EXERCISE BRIEF: Start at the line below containing "written like (797,520)." and stop at the line containing "written like (321,807).". Repeat every line of that stretch exactly, and nothing outside it.
GIVEN RECORDS START
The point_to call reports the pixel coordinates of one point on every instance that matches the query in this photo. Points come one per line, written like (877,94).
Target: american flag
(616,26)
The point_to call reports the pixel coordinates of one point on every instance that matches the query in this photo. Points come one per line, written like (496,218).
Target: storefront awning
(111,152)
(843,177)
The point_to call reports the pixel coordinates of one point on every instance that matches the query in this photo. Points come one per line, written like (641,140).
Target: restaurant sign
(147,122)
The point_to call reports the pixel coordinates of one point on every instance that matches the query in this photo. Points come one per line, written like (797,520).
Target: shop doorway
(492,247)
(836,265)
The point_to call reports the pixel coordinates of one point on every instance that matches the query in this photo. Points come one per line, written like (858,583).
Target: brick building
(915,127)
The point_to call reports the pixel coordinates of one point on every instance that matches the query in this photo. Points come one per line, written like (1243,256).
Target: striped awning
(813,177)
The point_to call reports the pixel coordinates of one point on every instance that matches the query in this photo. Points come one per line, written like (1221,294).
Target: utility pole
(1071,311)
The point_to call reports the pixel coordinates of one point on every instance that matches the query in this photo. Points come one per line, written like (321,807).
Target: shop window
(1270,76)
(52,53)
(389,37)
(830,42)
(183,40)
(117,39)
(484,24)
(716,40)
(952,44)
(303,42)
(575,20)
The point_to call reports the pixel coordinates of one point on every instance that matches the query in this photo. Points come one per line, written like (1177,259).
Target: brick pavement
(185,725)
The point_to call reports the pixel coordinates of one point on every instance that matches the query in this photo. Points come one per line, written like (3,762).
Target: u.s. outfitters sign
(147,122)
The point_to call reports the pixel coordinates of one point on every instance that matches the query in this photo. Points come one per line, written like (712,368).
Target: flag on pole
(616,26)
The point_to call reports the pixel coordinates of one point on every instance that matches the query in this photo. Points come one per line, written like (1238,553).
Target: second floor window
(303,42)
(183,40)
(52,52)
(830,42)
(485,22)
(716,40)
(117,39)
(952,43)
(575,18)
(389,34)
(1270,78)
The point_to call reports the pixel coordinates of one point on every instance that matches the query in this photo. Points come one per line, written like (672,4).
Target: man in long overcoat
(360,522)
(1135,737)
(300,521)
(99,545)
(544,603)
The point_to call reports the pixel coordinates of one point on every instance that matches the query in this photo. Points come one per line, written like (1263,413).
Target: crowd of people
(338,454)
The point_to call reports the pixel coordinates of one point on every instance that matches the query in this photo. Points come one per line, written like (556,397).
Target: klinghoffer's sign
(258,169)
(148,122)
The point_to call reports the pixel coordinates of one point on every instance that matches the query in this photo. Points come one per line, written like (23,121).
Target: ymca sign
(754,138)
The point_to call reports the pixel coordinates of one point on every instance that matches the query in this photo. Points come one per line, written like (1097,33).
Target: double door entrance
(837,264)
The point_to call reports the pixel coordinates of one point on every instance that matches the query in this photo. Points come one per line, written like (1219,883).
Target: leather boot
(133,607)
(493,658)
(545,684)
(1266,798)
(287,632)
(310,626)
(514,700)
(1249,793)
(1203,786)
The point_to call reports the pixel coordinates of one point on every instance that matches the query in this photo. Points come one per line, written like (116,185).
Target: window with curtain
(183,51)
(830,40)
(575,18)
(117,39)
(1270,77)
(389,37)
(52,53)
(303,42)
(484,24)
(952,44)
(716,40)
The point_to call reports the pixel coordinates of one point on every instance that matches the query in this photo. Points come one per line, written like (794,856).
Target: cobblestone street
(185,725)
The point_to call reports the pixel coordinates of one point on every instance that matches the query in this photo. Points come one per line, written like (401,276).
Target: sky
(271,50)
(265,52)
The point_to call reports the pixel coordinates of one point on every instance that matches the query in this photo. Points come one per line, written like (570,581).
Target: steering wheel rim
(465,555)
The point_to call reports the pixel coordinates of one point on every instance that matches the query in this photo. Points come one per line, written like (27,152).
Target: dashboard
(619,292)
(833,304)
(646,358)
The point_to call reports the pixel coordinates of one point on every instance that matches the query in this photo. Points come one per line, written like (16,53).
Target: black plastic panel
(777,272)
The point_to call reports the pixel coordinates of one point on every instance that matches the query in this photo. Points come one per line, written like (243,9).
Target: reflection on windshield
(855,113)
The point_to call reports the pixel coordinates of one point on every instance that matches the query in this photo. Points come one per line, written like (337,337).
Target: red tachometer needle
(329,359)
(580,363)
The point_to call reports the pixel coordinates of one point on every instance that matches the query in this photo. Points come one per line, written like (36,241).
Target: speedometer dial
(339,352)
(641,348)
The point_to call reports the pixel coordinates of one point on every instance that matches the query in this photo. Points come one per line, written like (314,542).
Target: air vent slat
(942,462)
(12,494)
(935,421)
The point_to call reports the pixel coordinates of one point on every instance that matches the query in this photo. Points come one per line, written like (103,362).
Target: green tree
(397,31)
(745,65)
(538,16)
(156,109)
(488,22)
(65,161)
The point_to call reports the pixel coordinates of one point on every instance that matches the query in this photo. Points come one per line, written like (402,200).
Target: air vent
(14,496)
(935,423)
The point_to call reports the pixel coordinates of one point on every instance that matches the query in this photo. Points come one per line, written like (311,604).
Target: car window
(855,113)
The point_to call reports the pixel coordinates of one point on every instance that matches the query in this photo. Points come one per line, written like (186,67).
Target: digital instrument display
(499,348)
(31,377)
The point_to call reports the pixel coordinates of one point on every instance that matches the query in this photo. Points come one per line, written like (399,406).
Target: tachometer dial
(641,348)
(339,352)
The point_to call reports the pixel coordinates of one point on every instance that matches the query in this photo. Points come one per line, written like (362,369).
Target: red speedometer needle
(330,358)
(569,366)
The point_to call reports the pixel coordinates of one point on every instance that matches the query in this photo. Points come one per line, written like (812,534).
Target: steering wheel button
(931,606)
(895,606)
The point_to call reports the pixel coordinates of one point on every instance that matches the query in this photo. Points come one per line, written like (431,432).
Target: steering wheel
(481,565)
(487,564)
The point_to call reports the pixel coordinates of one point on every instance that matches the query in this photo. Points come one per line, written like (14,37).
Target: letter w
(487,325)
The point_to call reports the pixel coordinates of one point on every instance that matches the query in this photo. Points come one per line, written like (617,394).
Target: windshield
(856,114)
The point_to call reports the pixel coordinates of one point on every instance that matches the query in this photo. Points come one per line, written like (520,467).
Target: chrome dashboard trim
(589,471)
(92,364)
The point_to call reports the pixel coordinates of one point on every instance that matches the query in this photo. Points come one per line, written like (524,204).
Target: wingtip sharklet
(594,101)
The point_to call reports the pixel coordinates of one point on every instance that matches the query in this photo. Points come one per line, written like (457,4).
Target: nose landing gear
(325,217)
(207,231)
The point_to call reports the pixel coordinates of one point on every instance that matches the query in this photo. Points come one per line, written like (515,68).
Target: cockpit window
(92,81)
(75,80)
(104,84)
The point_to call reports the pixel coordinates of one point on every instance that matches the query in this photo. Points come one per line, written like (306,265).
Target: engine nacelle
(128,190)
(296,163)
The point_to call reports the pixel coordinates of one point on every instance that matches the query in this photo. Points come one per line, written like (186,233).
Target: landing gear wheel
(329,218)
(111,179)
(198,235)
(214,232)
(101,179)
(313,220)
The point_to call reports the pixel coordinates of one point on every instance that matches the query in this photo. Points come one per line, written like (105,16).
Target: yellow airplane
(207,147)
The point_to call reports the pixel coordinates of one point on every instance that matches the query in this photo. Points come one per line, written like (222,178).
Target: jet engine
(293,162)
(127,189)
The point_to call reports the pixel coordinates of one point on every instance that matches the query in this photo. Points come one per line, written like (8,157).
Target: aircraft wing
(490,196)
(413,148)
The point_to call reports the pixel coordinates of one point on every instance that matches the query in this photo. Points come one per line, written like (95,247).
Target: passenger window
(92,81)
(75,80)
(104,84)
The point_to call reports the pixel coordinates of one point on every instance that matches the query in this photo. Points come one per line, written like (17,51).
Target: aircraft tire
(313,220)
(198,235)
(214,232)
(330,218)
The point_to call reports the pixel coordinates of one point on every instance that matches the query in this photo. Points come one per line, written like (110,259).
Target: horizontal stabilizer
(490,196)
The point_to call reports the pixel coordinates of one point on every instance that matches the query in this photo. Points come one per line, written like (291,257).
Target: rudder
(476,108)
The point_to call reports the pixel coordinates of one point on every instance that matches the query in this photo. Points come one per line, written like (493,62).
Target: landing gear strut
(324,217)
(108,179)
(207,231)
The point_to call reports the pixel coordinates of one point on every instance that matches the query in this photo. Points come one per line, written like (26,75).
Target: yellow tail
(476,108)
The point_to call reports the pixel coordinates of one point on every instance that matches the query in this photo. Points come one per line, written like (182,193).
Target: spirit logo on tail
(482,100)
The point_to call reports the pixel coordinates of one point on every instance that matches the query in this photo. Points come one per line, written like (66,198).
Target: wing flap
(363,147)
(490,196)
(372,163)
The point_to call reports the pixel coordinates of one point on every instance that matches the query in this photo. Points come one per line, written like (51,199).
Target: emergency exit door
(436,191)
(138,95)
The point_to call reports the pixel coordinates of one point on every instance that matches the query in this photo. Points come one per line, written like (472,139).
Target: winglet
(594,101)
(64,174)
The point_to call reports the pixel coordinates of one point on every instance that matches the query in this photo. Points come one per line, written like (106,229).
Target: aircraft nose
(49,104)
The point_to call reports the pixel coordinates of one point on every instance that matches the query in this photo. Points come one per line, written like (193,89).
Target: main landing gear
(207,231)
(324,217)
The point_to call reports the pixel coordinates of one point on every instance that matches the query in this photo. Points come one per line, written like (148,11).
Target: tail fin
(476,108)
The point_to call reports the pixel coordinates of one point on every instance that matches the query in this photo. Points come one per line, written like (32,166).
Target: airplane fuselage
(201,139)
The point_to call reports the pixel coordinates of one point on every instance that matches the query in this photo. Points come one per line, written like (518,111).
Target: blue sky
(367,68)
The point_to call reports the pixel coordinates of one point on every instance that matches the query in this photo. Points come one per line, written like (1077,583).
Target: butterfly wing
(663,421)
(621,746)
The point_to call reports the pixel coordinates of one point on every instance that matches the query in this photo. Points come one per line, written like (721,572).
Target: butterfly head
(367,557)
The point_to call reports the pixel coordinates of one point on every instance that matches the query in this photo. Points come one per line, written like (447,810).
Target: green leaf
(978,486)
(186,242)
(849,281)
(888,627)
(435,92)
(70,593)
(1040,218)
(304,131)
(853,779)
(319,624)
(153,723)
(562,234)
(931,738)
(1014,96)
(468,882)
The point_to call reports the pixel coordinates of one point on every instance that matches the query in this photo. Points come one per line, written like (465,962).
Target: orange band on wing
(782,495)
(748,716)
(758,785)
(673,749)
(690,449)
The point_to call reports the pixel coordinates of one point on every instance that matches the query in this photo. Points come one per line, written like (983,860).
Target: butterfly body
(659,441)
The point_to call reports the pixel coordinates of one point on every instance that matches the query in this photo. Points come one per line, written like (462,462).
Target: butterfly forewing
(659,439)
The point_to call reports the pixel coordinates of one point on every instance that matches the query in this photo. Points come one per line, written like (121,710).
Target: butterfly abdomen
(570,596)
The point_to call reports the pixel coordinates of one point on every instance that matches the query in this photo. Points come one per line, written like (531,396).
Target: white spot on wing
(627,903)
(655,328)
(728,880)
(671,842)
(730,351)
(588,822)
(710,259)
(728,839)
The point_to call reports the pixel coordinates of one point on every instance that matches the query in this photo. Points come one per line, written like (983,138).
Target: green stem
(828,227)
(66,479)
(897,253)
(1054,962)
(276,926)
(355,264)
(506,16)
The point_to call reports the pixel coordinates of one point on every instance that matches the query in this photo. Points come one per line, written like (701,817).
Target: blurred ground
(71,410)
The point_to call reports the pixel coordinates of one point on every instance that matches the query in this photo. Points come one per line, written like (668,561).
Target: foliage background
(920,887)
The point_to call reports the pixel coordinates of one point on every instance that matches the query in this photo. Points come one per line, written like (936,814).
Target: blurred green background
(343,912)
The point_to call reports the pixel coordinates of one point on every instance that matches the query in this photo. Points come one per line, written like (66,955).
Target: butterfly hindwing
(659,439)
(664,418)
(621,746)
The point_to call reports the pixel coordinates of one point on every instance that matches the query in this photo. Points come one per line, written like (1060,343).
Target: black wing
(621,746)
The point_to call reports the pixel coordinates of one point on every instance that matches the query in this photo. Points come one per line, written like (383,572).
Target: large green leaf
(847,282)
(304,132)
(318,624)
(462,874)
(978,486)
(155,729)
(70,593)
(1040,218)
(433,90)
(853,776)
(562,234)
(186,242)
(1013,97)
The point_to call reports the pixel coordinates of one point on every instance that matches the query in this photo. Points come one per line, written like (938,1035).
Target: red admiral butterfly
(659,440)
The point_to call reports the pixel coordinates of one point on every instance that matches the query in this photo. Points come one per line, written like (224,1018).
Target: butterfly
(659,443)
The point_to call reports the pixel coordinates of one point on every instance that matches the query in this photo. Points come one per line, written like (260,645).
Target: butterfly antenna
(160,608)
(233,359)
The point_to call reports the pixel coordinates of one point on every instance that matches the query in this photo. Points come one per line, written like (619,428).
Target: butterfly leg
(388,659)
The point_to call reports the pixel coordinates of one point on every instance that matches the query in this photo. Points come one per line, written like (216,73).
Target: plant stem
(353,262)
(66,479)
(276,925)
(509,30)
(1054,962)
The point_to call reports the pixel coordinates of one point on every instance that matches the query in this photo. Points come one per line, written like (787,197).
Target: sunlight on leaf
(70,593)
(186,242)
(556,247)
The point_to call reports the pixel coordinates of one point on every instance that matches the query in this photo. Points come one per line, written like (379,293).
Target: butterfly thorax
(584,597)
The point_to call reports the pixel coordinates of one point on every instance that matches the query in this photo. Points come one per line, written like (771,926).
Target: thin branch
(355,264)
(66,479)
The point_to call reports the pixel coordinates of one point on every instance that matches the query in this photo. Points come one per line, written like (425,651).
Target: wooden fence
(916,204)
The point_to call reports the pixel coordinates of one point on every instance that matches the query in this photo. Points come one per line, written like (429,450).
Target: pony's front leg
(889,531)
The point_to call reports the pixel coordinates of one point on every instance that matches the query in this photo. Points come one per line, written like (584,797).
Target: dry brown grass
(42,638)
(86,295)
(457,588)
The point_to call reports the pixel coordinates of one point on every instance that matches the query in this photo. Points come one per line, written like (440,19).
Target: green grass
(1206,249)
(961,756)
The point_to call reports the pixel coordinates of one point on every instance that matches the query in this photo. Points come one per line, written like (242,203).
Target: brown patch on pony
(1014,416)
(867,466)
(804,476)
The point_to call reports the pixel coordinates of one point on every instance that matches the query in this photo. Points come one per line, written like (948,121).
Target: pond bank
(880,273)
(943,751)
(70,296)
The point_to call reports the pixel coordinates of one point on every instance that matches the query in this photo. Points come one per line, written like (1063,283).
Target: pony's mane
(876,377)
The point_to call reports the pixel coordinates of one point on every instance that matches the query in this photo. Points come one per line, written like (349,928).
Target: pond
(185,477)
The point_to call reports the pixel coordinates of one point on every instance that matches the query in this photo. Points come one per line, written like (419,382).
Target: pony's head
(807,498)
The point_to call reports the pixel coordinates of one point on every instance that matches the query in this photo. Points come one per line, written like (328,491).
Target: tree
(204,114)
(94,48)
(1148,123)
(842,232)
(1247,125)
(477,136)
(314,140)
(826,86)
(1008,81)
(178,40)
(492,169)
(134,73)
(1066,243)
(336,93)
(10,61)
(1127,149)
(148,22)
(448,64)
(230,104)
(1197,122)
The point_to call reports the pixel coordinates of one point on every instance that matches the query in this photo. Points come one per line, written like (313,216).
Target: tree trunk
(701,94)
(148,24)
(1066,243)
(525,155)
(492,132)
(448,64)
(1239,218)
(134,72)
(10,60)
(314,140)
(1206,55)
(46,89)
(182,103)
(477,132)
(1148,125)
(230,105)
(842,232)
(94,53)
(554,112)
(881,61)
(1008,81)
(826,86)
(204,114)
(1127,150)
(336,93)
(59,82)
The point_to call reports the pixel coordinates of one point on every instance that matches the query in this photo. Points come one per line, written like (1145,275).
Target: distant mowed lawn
GIVEN RECORDS END
TASK SOLUTION:
The point_to call reports the pixel coordinates of one point on every instance that matches the query in this photo. Points come one per line, written like (797,520).
Target: shop doorway
(492,247)
(836,265)
The point_to call reports the pixel coordinates of one point on every instance that matches the query in this photo. Points come one per line, written like (858,583).
Target: brick building
(915,127)
The point_to call reports the pixel coordinates of one point on every instance that matches the query in this photo. Points come one per line, written like (1243,256).
Target: striped awning
(813,177)
The point_to call reports the pixel coordinates of one point on every instance that matches the query in this photo. Points come one per line, written like (1221,294).
Target: utility pole
(1071,311)
The point_to call reports the pixel coordinates of one point on every instance that matches the query in this photo. Points come one per line, written like (321,807).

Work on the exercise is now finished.